§ **GIVEN TASK**
Update everything from the line containing "In this exercise you will tag the cliff" down to the end of the lines, replacing "tag" with "mark" and leaving all else unchanged. Give back only those lines.

---

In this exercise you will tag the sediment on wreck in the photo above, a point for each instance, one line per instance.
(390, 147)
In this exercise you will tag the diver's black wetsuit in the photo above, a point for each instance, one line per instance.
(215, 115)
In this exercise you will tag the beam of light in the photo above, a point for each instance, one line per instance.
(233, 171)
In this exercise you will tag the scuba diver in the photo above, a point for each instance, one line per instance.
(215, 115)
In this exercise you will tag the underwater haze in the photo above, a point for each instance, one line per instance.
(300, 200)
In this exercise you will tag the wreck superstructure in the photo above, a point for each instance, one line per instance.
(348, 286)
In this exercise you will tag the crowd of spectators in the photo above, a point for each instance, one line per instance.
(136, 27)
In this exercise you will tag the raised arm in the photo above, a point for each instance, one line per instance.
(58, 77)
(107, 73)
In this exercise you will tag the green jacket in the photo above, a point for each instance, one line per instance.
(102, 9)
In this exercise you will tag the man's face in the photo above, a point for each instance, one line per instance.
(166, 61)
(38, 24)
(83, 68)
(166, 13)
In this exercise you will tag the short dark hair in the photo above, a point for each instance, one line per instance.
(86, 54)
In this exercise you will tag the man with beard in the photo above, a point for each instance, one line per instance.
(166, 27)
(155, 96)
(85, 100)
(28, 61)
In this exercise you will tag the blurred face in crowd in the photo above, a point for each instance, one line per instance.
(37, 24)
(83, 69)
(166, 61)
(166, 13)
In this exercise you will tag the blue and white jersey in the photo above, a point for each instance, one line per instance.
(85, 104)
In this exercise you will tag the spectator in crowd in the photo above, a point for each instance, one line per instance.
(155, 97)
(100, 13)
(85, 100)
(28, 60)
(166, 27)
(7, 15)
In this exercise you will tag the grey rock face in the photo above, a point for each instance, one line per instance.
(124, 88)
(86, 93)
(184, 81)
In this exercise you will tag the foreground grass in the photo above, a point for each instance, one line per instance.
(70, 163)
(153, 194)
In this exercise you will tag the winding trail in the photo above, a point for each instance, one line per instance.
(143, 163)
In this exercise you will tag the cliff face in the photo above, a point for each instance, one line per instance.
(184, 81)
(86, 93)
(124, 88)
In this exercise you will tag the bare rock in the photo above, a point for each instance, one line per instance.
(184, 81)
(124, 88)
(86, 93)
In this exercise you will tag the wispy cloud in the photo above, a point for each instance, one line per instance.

---

§ **TASK RESPONSE**
In this exercise you will mark the cliff face in the photo above, a point for each instance, one line per instance.
(184, 81)
(86, 93)
(124, 88)
In this exercise you will mark the bare rock in the photo above, a point for each instance, one line per instance.
(184, 81)
(124, 88)
(86, 93)
In this exercise you will mark the wispy cloud in the photo above, a point for each instance, one line per instance.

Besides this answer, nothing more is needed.